• **Records for this exercise**:
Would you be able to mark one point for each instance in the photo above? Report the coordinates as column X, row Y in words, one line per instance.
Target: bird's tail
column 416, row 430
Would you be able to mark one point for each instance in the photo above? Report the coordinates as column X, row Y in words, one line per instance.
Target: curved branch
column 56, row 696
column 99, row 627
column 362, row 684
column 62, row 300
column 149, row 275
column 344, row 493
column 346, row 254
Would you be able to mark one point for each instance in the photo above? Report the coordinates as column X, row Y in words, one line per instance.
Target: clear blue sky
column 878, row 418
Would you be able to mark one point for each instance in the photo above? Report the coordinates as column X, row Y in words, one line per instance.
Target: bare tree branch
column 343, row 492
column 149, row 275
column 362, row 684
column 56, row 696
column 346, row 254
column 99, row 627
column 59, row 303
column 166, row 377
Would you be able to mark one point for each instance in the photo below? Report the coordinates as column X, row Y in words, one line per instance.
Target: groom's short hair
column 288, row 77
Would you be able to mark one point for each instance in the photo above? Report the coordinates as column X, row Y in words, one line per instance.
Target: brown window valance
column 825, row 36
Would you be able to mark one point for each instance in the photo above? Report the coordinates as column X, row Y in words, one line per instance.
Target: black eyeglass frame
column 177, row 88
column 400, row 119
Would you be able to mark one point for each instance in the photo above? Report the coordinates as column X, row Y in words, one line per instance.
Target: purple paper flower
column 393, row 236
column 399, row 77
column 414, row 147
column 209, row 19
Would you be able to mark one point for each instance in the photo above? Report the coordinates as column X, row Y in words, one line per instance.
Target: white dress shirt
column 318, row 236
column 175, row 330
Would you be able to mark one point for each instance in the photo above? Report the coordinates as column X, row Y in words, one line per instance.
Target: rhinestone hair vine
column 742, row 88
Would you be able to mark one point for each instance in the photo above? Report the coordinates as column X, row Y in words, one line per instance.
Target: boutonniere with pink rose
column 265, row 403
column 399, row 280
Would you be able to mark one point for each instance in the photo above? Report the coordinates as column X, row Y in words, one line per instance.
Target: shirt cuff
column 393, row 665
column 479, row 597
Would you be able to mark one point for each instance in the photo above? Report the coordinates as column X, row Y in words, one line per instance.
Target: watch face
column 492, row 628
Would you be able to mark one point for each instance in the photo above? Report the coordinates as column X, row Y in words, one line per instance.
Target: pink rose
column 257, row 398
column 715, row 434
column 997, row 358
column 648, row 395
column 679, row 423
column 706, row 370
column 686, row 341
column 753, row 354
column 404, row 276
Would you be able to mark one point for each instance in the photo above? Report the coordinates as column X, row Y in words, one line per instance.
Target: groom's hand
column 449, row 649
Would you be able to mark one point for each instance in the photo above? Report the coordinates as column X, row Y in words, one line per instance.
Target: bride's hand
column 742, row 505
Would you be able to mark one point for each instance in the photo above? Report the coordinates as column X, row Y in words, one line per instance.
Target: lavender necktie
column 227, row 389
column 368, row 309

• **Required task**: List each line in the records above that contains the word "branch", matching its case exactly.

• **The reply**:
Target: curved branch
Target: bare tree branch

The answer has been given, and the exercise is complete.